[Opening Dataset section]

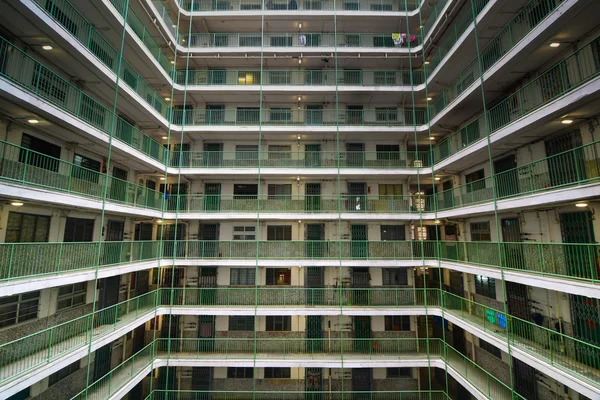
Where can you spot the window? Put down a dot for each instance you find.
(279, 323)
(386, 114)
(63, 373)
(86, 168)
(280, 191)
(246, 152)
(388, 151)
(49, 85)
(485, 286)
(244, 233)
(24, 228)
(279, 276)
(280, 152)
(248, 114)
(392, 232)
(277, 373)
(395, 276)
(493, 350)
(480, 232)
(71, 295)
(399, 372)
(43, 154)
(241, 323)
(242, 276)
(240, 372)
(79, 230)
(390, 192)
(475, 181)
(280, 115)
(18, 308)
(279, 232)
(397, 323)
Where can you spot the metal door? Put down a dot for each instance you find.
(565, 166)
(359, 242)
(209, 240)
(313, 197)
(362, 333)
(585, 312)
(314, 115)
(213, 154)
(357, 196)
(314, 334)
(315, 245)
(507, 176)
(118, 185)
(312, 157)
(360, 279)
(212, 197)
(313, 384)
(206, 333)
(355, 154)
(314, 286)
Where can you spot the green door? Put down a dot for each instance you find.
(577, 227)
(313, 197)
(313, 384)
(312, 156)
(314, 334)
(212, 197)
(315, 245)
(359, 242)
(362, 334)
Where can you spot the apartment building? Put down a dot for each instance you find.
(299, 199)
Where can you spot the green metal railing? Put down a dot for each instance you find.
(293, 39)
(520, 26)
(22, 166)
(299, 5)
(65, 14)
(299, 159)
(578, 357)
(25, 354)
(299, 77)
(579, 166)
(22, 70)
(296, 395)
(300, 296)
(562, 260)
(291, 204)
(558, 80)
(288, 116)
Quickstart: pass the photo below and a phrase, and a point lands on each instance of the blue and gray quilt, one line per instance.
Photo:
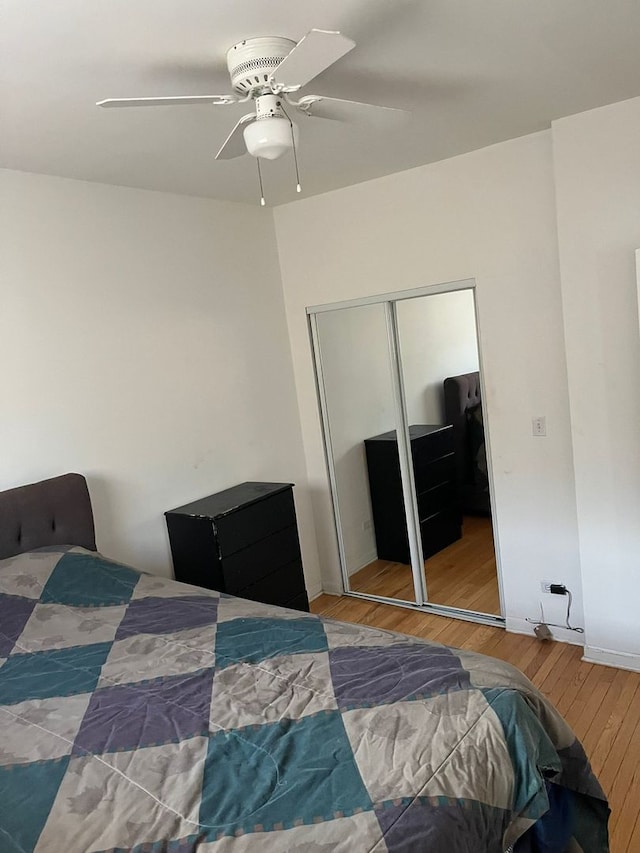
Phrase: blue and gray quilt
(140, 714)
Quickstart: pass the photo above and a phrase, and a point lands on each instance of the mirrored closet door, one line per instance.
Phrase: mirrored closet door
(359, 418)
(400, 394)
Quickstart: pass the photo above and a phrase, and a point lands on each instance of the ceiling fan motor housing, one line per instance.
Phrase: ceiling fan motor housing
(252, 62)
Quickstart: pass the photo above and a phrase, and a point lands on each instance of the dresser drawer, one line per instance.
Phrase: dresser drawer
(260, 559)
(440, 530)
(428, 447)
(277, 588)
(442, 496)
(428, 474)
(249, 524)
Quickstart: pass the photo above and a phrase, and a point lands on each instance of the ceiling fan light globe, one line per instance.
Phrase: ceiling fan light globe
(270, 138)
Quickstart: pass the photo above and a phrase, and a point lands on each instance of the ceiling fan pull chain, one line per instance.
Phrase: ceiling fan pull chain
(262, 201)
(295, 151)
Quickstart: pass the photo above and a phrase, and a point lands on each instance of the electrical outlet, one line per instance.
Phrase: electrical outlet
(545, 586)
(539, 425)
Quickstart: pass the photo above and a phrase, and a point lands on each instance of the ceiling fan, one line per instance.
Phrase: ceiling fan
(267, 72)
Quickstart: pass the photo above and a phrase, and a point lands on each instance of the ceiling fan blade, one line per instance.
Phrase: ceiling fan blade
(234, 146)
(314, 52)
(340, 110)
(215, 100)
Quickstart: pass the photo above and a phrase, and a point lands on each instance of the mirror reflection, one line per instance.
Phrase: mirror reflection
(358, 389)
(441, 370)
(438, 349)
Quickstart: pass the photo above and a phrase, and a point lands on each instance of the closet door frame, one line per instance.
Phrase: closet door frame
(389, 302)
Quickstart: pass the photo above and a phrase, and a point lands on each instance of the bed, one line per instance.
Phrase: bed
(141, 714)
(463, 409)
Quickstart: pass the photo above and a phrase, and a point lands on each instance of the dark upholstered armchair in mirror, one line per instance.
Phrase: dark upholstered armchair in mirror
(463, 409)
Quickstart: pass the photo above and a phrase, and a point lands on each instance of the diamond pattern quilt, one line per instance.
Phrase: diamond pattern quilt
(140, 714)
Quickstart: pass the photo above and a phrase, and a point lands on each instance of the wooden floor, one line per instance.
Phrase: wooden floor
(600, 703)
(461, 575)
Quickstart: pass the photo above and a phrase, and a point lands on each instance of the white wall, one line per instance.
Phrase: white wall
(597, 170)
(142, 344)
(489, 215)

[Closing Dataset section]

What you are asked to do:
Give back only the lines from the one containing "Phrase: dark upholstered armchair in mirror" through the final line of the entries above, exactly as written, both included.

Output of the task:
Phrase: dark upholstered armchair in mirror
(463, 409)
Quickstart: pass the photo above and a phrase, and a point lands on each instance of the diamond pattern quilt, one line per instance.
Phrase: diamond pattern quilt
(140, 714)
Quickstart: pass the photo above and a phrase, and a point lands on each instance of the wooden floor, one line per instance.
Phrase: wooden floor
(600, 703)
(461, 575)
Quickstart: pass the photo above and a phrase, and a point lands on each instance of the white wall, one line per instance.
Phrase: white wall
(597, 170)
(142, 344)
(489, 215)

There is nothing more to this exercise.